Problem statement>
Copy out all of the data exactly as it appears.

Given records>
━━━━━━━━━━
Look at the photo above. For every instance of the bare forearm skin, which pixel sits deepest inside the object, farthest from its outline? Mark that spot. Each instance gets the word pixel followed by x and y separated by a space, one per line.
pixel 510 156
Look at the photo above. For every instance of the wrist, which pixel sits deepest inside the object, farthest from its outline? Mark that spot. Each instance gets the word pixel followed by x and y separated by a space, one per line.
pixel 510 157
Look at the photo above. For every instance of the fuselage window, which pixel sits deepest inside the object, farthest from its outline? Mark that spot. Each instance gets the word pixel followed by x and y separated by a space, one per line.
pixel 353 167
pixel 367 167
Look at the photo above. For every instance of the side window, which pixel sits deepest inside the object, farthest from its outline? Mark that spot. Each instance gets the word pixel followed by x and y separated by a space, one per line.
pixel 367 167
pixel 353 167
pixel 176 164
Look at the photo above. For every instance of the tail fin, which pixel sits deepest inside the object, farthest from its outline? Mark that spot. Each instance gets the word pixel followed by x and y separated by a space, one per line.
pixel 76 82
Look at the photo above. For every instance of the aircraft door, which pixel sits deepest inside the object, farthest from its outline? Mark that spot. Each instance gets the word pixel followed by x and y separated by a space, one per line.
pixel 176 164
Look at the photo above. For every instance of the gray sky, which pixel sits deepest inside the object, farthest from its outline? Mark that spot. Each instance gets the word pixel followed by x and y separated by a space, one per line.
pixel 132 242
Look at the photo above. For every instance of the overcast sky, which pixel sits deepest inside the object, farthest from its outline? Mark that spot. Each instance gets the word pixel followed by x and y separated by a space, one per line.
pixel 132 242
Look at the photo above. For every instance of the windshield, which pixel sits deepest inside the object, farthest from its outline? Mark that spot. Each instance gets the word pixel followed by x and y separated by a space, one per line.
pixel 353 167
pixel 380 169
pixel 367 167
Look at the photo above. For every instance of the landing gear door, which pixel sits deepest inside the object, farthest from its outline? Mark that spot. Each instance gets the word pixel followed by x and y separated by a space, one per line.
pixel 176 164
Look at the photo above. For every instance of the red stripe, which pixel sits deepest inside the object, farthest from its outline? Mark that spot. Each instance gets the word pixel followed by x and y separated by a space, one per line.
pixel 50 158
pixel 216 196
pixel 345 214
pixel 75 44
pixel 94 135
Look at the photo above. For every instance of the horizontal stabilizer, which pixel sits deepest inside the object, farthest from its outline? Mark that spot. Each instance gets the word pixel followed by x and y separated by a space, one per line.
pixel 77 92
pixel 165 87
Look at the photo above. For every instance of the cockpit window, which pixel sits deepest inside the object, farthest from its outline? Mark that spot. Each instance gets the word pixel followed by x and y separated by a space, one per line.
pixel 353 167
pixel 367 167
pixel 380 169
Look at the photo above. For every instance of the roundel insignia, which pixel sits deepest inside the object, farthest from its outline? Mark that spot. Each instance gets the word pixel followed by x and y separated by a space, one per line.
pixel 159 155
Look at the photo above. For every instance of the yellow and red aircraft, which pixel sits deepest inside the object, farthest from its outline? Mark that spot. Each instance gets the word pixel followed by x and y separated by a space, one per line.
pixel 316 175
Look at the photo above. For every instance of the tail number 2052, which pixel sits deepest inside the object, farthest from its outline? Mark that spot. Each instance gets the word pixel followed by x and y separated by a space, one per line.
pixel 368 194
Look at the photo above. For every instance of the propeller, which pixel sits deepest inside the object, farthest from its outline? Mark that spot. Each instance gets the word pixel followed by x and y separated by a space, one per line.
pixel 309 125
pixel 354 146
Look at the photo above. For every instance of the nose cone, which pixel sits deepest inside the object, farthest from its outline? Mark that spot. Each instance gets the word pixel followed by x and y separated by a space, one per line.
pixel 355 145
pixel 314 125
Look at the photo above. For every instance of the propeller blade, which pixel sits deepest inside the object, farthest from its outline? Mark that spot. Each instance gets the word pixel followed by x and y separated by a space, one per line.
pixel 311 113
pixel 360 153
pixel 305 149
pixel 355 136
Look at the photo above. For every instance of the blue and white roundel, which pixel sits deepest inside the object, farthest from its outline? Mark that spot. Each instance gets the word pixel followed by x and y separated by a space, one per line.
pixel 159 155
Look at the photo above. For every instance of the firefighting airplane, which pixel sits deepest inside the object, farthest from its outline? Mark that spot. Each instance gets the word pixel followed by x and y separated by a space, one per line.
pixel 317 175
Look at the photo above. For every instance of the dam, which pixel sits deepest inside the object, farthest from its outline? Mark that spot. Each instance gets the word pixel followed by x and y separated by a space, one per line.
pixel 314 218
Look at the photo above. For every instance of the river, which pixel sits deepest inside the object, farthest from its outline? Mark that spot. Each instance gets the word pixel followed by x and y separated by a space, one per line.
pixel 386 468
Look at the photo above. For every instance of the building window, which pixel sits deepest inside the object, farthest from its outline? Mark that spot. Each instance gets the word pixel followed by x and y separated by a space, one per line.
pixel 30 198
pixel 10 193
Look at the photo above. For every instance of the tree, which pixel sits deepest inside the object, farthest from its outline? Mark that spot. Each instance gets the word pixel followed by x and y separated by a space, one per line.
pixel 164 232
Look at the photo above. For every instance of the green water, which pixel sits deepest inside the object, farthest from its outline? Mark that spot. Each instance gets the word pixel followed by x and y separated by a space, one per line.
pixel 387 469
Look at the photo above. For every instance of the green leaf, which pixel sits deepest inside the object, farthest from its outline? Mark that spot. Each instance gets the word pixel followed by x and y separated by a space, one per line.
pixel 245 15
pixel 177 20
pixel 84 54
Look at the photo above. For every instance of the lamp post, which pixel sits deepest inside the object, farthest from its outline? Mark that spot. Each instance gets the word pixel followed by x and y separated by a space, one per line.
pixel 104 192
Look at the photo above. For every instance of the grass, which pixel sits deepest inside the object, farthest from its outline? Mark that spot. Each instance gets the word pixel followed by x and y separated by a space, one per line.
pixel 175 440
━━━━━━━━━━
Solution for this exercise>
Look at the photo above. For every instance of the bare forearm skin, which pixel sits deepest inside the object, farthest from its outline? Mark that spot. Each instance gets the word pixel followed by x and y separated by a space, one per line.
pixel 510 156
Look at the photo above. For every instance of the wrist, which pixel sits deepest inside the object, farthest from its outline? Mark that spot. Each instance gets the word pixel followed by x and y separated by a space, one per line.
pixel 510 157
Look at the photo above. For every instance of the fuselage window, which pixel sits deepest inside the object, farthest from its outline? Mark that spot. Each instance gets the word pixel followed by x and y separated by a space, one per line.
pixel 353 167
pixel 367 167
Look at the photo above. For every instance of the side window, which pixel sits deepest inside the object, farthest from its outline? Mark that spot. Each instance gets the word pixel followed by x and y separated by a space, one per line.
pixel 367 167
pixel 353 167
pixel 176 164
Look at the photo above. For every instance of the tail fin, which pixel sits deepest inside the object, farthest from its outline? Mark that spot. Each instance gets the word pixel followed by x and y separated by a space, one per line.
pixel 76 82
Look at the photo above. For every instance of the aircraft door, which pixel sits deepest inside the object, farthest from its outline? Mark that spot. Each instance gets the word pixel followed by x and y separated by a space, one per line.
pixel 176 164
Look at the photo above. For every instance of the gray sky, which pixel sits deepest inside the object, farthest from its outline? Mark that spot. Each instance gets the word pixel followed by x and y separated by a space, one per line.
pixel 132 242
Look at the photo above. For every instance of the overcast sky, which pixel sits deepest inside the object, farthest from its outline? Mark that spot. Each instance gets the word pixel followed by x and y separated by a space, one per line.
pixel 132 242
Look at the photo above. For every instance of the windshield, which pixel sits deepest inside the object, farthest from its outline? Mark that spot. Each instance gets the word pixel followed by x and y separated by a space, one per line.
pixel 353 167
pixel 380 169
pixel 367 167
Look at the photo above. For every instance of the landing gear door, which pixel sits deepest inside the object, farthest from its outline? Mark that spot. Each instance gets the word pixel followed by x and y separated by a space, one per line.
pixel 176 164
Look at the photo above. For every instance of the red stripe, which pixel sits deepest inside the object, farthest from its outline? Mark that spot. Each instance gets the word pixel followed by x and y separated by a space, one per line.
pixel 50 158
pixel 216 196
pixel 345 214
pixel 75 44
pixel 94 135
Look at the photo above. For every instance of the horizontal stabilizer, which pixel sits deepest inside the object, farthest from its outline? Mark that spot. Each instance gets the word pixel followed by x and y separated by a space, one per line.
pixel 77 92
pixel 165 87
Look at the photo above. For every instance of the cockpit window, which pixel sits deepest inside the object, farthest from its outline? Mark that spot. Each instance gets the word pixel followed by x and y separated by a space, one per line.
pixel 353 167
pixel 367 167
pixel 380 169
Look at the photo above. For every instance of the roundel insignia, which pixel sits deepest inside the object, farthest from its outline? Mark that spot. Each instance gets the word pixel followed by x and y separated by a space, one per line.
pixel 159 155
Look at the photo above. For every instance of the yellow and red aircraft, which pixel sits deepest inside the object, farthest from its outline? Mark that spot. Each instance gets the word pixel followed by x and y separated by a space, one per line.
pixel 316 175
Look at the photo above. For every instance of the tail number 2052, which pixel sits deepest inside the object, farthest from its outline? Mark that spot. Each instance gets the word pixel followed by x and y separated by a space, one per line.
pixel 368 194
Look at the photo above. For every instance of the propeller, which pixel sits deepest inside the object, farthest from its outline? Mark that spot. Each instance gets the word pixel followed by x and y separated by a space, one per line.
pixel 309 125
pixel 354 146
Look at the photo above. For every instance of the nose cone, which pixel sits deepest inside the object, farthest from its outline? Mark that spot. Each instance gets the word pixel followed by x and y separated by a space, one per line.
pixel 355 145
pixel 314 125
Look at the photo above. For every instance of the propeller blade, which pixel sits deepest inside the object, farthest from its outline? Mark that spot. Each instance gets the word pixel followed by x and y separated by a space, one per line.
pixel 311 113
pixel 360 153
pixel 305 149
pixel 355 136
Look at the photo above. For every instance of the blue and white roundel, which pixel sits deepest inside the object, farthest from its outline? Mark that spot. Each instance gets the word pixel followed by x and y separated by a space, one per line.
pixel 159 155
Look at the photo above. For every instance of the firefighting airplane, which pixel sits deepest inside the object, farthest from its outline? Mark that spot. Each instance gets the word pixel followed by x and y separated by a space, one per line.
pixel 317 175
Look at the photo above. For every instance of the dam, which pixel sits deepest inside the object, farthest from its outline? Mark that spot. Each instance gets the word pixel followed by x and y separated by a space, one per line.
pixel 314 218
Look at the photo above. For every instance of the river, which pixel sits deepest inside the object, farthest from its outline? Mark that spot. Each instance gets the word pixel followed by x and y separated by a space, one per line.
pixel 386 468
Look at the photo above. For every instance of the building window, which pixel sits deepest inside the object, farthest from its outline? Mark that spot. Each instance gets the word pixel followed by x and y separated by a space, one per line.
pixel 30 198
pixel 10 193
Look at the photo above. For every instance of the tree, which pixel sits deepest inside the object, farthest from its outline? Mark that spot. Each instance gets the word pixel followed by x and y separated by a space, one per line.
pixel 164 232
Look at the photo above. For every instance of the green water, which pixel sits deepest inside the object, farthest from its outline? Mark that spot. Each instance gets the word pixel followed by x and y separated by a space, one per line.
pixel 387 469
Look at the photo above. For every instance of the green leaf, which pixel sits deepest inside the object, farthest from its outline? Mark that spot. Each instance gets the word pixel followed by x and y separated by a space, one per line.
pixel 245 15
pixel 177 20
pixel 84 54
Look at the photo above. For every instance of the lamp post, which pixel sits deepest inside the object, farthest from its outline? Mark that spot. Each instance gets the word pixel followed by x and y separated by a space, one per line.
pixel 104 192
Look at the photo above. For every instance of the grass, which pixel sits deepest inside the object, farthest from its outline? Mark that spot. Each instance gets the word pixel followed by x and y separated by a space, one per line.
pixel 175 440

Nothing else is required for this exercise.